GOAL OF THE EXERCISE:
Transcribe the lines exactly, beginning with the one that contains "For the benchmark, mark every instance of the kitchen cabinet" and ending with the final line of the records. Do not transcribe pictures.

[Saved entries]

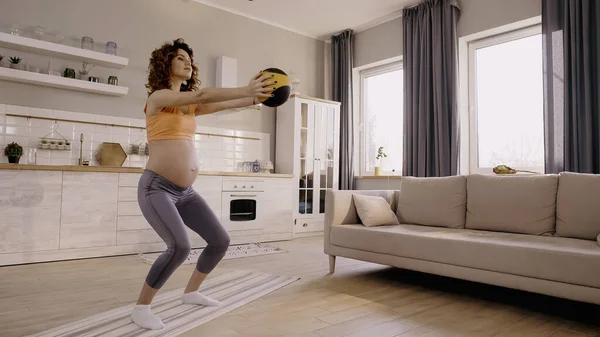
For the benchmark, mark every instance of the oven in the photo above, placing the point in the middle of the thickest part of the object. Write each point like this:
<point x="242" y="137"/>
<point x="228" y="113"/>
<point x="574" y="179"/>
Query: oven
<point x="242" y="203"/>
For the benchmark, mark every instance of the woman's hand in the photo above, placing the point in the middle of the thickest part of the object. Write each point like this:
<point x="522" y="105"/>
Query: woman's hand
<point x="257" y="86"/>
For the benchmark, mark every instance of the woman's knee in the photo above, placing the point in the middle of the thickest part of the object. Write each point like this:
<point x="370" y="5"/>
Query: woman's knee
<point x="181" y="250"/>
<point x="223" y="240"/>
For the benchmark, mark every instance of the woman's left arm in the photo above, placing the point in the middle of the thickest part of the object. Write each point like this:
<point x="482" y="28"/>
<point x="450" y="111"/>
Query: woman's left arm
<point x="209" y="108"/>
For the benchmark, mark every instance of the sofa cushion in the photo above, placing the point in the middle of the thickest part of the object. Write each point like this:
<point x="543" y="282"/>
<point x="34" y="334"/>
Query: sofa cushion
<point x="552" y="258"/>
<point x="517" y="204"/>
<point x="374" y="210"/>
<point x="433" y="201"/>
<point x="577" y="208"/>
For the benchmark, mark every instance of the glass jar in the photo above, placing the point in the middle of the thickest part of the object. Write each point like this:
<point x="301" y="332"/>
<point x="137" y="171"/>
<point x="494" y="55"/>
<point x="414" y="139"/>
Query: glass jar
<point x="87" y="43"/>
<point x="111" y="48"/>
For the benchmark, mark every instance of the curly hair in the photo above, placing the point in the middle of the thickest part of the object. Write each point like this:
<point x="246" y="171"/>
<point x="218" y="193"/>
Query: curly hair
<point x="159" y="69"/>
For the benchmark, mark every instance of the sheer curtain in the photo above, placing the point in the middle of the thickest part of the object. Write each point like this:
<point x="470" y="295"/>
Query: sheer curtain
<point x="571" y="90"/>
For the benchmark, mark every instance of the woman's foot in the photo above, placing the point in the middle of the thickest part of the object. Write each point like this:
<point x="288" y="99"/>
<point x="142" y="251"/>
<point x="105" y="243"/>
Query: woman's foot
<point x="199" y="299"/>
<point x="143" y="317"/>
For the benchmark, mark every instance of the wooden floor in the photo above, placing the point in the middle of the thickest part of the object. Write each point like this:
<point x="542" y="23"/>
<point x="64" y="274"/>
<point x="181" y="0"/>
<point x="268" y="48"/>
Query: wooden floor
<point x="360" y="300"/>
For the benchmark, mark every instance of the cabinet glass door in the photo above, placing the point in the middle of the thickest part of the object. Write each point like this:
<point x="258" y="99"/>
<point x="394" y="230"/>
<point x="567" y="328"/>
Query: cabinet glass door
<point x="307" y="159"/>
<point x="327" y="153"/>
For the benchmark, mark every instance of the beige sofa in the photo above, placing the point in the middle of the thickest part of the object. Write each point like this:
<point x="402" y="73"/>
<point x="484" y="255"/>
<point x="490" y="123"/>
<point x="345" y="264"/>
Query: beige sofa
<point x="537" y="233"/>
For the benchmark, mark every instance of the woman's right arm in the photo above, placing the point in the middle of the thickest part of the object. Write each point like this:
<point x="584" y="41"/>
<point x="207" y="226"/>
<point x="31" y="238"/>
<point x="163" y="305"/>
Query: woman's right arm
<point x="166" y="98"/>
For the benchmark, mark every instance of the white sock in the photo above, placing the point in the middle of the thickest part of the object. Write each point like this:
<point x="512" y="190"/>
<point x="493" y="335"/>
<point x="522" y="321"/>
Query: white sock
<point x="196" y="298"/>
<point x="143" y="317"/>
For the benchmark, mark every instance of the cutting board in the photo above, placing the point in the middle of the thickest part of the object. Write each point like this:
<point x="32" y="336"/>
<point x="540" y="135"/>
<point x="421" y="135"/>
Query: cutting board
<point x="111" y="154"/>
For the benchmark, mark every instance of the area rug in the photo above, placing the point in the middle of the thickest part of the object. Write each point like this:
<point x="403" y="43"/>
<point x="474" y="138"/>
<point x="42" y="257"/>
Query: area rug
<point x="233" y="289"/>
<point x="233" y="252"/>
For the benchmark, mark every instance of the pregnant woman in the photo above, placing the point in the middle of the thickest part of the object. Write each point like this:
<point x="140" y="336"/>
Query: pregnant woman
<point x="166" y="198"/>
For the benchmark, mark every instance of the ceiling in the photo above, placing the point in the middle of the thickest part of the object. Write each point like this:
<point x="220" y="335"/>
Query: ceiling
<point x="318" y="19"/>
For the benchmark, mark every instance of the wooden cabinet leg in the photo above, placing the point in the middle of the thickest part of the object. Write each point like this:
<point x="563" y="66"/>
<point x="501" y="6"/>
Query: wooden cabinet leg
<point x="331" y="264"/>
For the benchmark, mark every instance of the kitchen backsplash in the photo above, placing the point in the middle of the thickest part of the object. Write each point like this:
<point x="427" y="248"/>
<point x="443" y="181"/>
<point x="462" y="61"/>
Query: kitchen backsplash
<point x="215" y="153"/>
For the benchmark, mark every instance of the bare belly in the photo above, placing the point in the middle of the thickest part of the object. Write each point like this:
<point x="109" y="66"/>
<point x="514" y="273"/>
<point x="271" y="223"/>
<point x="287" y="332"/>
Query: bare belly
<point x="175" y="160"/>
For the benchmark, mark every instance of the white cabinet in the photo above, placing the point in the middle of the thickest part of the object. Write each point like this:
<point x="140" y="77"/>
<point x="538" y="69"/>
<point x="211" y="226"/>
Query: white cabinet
<point x="307" y="146"/>
<point x="89" y="209"/>
<point x="30" y="211"/>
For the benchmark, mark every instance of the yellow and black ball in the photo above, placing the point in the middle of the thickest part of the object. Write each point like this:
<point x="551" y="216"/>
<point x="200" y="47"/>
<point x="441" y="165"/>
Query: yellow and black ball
<point x="282" y="88"/>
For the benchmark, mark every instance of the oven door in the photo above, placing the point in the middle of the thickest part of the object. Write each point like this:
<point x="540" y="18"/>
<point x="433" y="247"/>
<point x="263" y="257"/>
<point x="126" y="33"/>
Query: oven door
<point x="240" y="210"/>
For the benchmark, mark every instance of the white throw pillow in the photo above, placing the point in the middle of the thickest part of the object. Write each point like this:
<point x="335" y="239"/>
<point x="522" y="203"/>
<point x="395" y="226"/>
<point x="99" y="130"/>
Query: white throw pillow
<point x="374" y="211"/>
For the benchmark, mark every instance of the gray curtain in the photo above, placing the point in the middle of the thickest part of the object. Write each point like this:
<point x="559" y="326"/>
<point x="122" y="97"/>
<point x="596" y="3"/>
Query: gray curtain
<point x="431" y="142"/>
<point x="342" y="54"/>
<point x="571" y="38"/>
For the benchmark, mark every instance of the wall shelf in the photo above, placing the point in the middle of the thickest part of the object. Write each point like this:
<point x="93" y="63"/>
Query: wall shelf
<point x="28" y="77"/>
<point x="61" y="51"/>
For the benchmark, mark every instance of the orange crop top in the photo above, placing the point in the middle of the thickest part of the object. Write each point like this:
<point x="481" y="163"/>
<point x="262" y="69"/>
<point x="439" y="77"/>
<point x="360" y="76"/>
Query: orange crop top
<point x="171" y="123"/>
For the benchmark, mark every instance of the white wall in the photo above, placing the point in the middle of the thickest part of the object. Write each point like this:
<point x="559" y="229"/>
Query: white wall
<point x="214" y="153"/>
<point x="139" y="26"/>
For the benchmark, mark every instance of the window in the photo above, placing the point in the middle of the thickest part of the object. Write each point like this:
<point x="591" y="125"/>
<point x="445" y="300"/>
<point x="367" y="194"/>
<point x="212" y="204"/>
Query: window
<point x="506" y="101"/>
<point x="381" y="118"/>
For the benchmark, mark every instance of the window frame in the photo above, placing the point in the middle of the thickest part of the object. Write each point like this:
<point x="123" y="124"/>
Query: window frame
<point x="361" y="75"/>
<point x="472" y="46"/>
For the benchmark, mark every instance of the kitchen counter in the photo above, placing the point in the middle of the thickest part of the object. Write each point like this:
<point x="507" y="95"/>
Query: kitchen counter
<point x="120" y="169"/>
<point x="53" y="213"/>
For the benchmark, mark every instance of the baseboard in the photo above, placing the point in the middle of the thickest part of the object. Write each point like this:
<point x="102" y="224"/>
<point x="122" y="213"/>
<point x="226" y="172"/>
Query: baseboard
<point x="540" y="286"/>
<point x="307" y="234"/>
<point x="7" y="259"/>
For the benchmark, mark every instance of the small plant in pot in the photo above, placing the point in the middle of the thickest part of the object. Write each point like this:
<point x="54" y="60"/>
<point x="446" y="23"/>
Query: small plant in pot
<point x="14" y="62"/>
<point x="14" y="152"/>
<point x="380" y="155"/>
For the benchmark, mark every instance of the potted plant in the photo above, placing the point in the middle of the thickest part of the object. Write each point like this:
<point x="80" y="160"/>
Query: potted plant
<point x="14" y="152"/>
<point x="14" y="62"/>
<point x="380" y="155"/>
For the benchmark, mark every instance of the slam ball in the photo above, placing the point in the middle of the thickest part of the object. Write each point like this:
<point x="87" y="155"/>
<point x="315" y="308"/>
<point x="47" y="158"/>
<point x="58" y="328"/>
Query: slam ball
<point x="282" y="88"/>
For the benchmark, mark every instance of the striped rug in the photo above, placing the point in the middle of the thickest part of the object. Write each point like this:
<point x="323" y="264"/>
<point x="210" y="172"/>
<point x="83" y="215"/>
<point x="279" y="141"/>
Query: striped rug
<point x="233" y="289"/>
<point x="233" y="252"/>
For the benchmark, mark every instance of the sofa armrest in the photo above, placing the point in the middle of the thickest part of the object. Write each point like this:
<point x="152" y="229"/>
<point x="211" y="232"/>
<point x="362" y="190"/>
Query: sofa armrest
<point x="340" y="209"/>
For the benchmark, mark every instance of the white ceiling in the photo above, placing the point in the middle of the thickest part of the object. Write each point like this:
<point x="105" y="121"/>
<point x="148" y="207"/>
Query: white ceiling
<point x="318" y="19"/>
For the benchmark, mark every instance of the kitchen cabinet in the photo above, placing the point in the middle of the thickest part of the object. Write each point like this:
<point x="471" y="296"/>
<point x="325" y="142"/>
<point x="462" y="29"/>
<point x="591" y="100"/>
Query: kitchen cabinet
<point x="308" y="147"/>
<point x="51" y="215"/>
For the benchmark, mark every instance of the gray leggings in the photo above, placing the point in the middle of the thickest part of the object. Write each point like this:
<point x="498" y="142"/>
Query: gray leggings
<point x="168" y="208"/>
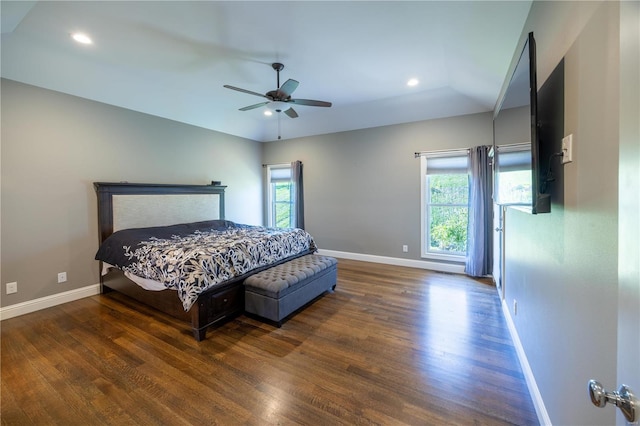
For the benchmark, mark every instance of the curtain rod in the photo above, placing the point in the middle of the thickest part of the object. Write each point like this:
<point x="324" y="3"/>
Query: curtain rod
<point x="280" y="164"/>
<point x="418" y="154"/>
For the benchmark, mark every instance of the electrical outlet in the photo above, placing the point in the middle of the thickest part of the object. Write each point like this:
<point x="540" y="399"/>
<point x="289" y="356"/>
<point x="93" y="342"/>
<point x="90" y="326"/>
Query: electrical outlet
<point x="12" y="288"/>
<point x="567" y="149"/>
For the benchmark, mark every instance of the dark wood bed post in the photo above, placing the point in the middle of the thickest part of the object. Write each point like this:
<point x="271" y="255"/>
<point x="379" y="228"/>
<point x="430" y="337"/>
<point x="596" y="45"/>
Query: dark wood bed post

SOLUTION TO THE EXERCISE:
For the benchmark, mark every instance of the kitchen cabinet in the photo above, placing the point in the middle of the thickest part of the object. Write each point like this:
<point x="471" y="296"/>
<point x="325" y="142"/>
<point x="462" y="29"/>
<point x="591" y="100"/>
Query: kitchen cabinet
<point x="308" y="147"/>
<point x="51" y="215"/>
For the benchmark, mark every instance of the gray leggings in the photo above, placing the point in the middle of the thickest part of the object. Write each point like this:
<point x="498" y="142"/>
Query: gray leggings
<point x="168" y="208"/>
For the benchmark, mark every instance of the curtain rod in the photo above, placing the point in the middle of the thickest part of the object. Write each point like this:
<point x="324" y="3"/>
Query: curtain rod
<point x="280" y="164"/>
<point x="418" y="154"/>
For the benchmark, mark every instance of the electrical outlet in the photo above, placing the point in the middle of the thickest part of the object. Write each point like this:
<point x="540" y="399"/>
<point x="289" y="356"/>
<point x="93" y="342"/>
<point x="90" y="326"/>
Query: electrical outlet
<point x="12" y="288"/>
<point x="567" y="149"/>
For the benchmark, mark every instance of the dark wood bed post in the photo above, placing the point in the middle of the thickest part of the object. Write each point like this:
<point x="271" y="255"/>
<point x="379" y="228"/>
<point x="430" y="337"/>
<point x="596" y="45"/>
Query: dark wood bed post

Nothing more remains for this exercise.